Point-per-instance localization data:
════
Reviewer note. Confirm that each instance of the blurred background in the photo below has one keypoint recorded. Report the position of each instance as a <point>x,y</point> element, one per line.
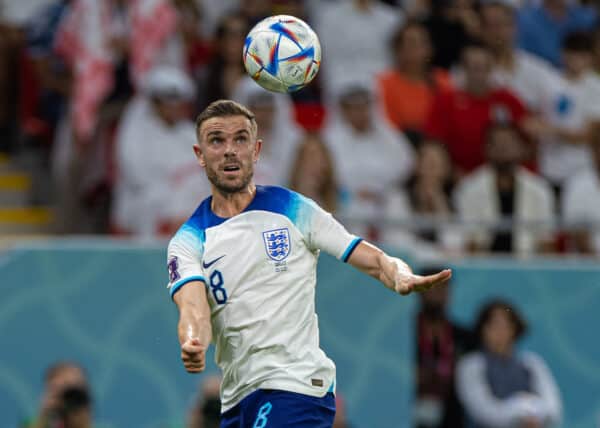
<point>457,133</point>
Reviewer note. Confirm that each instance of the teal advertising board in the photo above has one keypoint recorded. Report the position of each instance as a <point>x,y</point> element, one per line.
<point>104,304</point>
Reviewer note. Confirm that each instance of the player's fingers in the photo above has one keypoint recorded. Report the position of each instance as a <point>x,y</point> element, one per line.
<point>436,279</point>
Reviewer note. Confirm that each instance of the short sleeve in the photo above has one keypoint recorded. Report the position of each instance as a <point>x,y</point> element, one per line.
<point>323,232</point>
<point>184,257</point>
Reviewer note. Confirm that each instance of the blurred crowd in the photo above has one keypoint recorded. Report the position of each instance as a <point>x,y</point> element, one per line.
<point>476,376</point>
<point>443,125</point>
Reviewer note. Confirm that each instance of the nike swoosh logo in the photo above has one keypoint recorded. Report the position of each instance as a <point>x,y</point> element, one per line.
<point>207,265</point>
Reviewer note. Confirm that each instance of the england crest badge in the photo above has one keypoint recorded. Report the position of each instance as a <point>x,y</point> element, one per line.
<point>277,243</point>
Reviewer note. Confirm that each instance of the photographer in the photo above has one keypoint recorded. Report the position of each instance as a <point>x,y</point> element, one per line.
<point>66,401</point>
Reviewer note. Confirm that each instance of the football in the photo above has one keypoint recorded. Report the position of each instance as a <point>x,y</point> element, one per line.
<point>282,53</point>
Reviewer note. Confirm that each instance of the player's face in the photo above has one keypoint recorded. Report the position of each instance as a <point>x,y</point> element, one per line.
<point>228,150</point>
════
▶ **Goal of the exercise**
Repeat the data exactly as given. Keep every picture out of the copy.

▶ **Written solution**
Reviewer note. Confirm that each instance of the blurred background in the photo below has one keypoint recorded. Report the position of each instance as a <point>x,y</point> element, one per line.
<point>457,133</point>
Reviewer note. Confirm that each instance of the teal advertising board in the photo above has one keypoint recorded. Report the position of each instance as a <point>x,y</point> element, one per line.
<point>104,304</point>
Reviewer note. Confirm that each instance of the player's fingers in the photo above has one keypoint recorded. Report the position of each instance as a <point>x,y</point> element, one per line.
<point>436,279</point>
Reviewer note. Confirm that each instance of the short sleeve in the photo above has one keypoint recorded. Report the position of each instance as a <point>x,y</point> element, one per line.
<point>323,232</point>
<point>184,257</point>
Reviewer note. Confirm that each instance of the blurred crowd in the photo above has one keypoint recorded. Report the position of each instance as a <point>x,y</point> element, one per line.
<point>476,376</point>
<point>443,125</point>
Reviewer note. Confirm that each instance of the nike swoosh logo in the photo above has one keypoint recorded. Report the position of each instance as a <point>x,y</point> element, one per line.
<point>207,265</point>
Reviewer note. Confirm that each instance of the england crest badge in the photo above has one keypoint recorded. Report the position of each instance as a <point>x,y</point> element, one per line.
<point>277,243</point>
Reviewer note. Confirm that each instance of the photographer in the photo above has one keypoint recorded. Report the position of each instance as a <point>x,y</point> element, one per line.
<point>66,401</point>
Reviewer note. Confirm that each instance of the football in the photo above has one keypoint recorded. Report the position of each instance as a <point>x,y</point> element, one per line.
<point>282,53</point>
Reviewer note. Confirm that each instance of the player's face in the photo above has one keypoint recorded. Report the position of each instance as a <point>x,y</point> element, one per line.
<point>228,150</point>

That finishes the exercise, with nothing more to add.